──────── Selected text ────────

A seemingly insignificant and perhaps amusing example of this is the use made of the kippah, or skullcap. According to the etiquette of Conservative Judaism, which demands the striking of a compromise between the exigencies of religious custom and the accepted practices of “polite” society, a male should have a kippah in his pocket to be available for prayer, for saying a blessing, or for studying sacred texts. Some Ramah campers, however, began to wear a kippah at all times, causing their parents, and a number of leading Conservative rabbis, definite embarrassment. The wearing of the kippah was a kind of provocation, directed against the “uptight” Jewish establishment with its excessive fear of seeming out of place in American life, or too “different,” and the provocation was compounded by the fact that the Ramah kippah came in a variety of colors and patterns—anything but the standard demure black or navy. Most desirable of all was a hand-crocheted kippah produced at camp itself, preferably by a girl friend who would work the Hebrew name of the intended recipient into the design. Similarly with the Ramah tallit, huge in size compared to the standard Conservative prayershawl, its material a symphony of bold colors and abstract designs.

──────── Data extract ────────

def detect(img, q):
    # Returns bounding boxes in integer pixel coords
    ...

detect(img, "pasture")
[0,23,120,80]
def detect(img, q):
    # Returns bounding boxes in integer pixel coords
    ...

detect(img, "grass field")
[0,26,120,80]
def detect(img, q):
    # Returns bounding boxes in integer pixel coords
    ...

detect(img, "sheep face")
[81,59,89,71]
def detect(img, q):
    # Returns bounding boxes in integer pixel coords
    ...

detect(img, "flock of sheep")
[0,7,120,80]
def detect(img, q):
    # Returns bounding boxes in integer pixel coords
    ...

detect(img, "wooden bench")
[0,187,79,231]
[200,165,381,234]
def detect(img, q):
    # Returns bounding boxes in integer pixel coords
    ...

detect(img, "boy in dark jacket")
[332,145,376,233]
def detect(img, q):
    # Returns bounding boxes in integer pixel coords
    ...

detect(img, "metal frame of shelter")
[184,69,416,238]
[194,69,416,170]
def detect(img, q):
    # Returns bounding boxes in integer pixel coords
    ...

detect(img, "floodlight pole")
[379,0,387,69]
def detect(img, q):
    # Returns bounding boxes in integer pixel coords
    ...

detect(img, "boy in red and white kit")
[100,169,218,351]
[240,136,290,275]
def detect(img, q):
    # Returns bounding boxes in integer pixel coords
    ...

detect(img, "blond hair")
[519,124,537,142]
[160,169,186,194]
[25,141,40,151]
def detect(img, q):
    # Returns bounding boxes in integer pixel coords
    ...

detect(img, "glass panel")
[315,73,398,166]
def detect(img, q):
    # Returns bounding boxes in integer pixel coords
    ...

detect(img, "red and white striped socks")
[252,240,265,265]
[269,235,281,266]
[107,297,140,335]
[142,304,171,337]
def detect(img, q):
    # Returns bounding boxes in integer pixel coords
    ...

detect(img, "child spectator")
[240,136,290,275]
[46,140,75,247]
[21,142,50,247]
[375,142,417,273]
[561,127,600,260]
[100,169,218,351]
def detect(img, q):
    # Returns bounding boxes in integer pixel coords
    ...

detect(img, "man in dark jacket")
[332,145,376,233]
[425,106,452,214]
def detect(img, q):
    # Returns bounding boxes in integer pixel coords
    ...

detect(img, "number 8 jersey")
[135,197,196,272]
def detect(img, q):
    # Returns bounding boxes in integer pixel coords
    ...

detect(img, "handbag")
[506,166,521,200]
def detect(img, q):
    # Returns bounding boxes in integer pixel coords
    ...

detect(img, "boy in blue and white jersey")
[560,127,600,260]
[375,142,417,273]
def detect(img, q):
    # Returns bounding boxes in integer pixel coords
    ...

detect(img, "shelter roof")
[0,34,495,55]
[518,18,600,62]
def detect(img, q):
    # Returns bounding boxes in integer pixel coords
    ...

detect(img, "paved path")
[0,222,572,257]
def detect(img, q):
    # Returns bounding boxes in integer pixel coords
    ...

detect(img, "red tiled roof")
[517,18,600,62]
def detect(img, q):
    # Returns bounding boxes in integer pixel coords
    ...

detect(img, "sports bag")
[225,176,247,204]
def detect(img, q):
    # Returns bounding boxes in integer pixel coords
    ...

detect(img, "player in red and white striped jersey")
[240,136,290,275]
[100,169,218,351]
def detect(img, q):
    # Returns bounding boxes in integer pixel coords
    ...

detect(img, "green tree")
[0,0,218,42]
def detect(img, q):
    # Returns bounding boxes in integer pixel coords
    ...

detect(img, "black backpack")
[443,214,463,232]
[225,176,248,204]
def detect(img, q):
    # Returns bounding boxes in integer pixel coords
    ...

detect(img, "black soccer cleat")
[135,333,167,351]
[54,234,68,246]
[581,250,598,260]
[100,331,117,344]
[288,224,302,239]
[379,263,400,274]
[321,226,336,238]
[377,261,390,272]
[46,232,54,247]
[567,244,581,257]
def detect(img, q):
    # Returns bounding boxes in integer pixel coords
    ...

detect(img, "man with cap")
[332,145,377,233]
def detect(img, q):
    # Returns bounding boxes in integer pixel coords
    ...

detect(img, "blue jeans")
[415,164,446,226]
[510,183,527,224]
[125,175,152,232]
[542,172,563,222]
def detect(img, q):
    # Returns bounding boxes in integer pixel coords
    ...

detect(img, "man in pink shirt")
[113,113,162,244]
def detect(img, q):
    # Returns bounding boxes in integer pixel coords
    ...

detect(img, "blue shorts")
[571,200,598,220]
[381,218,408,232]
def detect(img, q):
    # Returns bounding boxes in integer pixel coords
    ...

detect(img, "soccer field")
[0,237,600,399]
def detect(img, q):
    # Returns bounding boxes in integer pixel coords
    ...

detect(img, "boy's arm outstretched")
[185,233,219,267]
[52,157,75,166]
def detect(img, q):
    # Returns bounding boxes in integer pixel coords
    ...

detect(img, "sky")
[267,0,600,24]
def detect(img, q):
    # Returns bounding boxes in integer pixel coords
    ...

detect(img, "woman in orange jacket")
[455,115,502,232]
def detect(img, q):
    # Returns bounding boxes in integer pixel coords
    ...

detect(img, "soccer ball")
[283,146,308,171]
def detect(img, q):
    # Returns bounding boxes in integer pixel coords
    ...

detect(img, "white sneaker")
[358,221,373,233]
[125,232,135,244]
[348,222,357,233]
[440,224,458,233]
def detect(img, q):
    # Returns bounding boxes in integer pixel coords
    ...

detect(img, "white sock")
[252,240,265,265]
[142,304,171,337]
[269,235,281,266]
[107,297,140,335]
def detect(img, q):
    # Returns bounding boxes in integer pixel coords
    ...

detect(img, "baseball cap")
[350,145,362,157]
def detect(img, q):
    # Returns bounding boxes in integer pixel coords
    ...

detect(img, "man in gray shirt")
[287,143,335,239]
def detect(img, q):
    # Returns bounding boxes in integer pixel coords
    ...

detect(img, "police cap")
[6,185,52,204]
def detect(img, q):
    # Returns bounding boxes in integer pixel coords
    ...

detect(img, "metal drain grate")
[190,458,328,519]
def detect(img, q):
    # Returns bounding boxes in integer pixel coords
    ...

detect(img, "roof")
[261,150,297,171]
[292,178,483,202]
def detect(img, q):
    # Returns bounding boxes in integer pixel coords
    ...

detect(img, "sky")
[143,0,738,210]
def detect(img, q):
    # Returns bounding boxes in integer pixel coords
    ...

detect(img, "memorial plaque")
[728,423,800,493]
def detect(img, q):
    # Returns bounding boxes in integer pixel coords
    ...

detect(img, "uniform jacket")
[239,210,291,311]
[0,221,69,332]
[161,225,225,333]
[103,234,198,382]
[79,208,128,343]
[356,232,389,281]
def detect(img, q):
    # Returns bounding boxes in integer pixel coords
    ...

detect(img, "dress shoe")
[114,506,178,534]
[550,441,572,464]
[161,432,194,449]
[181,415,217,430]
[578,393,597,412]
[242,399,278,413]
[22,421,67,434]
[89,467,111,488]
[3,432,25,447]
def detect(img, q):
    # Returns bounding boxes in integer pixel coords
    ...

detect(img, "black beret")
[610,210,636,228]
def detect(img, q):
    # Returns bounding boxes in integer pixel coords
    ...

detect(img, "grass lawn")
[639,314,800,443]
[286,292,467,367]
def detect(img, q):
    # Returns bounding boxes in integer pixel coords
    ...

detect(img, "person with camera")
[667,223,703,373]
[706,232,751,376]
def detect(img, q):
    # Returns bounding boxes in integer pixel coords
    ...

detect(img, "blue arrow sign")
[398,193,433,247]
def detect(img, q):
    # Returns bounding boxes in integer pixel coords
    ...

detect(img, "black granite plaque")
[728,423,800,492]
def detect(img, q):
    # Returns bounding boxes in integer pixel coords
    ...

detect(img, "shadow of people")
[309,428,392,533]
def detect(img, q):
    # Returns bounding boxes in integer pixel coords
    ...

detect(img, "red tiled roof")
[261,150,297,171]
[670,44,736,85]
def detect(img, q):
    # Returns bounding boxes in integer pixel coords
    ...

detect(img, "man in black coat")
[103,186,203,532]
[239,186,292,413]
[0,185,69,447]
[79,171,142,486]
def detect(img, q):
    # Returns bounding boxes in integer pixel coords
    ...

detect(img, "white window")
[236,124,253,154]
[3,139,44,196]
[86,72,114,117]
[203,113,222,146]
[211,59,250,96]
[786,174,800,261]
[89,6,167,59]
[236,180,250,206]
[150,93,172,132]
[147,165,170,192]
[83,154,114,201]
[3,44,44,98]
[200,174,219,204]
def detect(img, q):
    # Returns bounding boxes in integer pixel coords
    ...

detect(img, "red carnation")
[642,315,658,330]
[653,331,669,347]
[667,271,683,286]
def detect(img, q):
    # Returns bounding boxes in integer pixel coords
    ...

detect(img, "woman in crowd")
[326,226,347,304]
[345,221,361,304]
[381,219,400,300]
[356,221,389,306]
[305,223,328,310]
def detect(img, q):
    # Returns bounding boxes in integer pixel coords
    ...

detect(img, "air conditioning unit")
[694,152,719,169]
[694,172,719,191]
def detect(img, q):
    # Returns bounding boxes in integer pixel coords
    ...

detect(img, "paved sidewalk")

────────

In the text about Ramah campers and the kippah, where does Conservative etiquette say a male should keep a kippah? Answer from the text only, not from the records.

Solution:
In his pocket.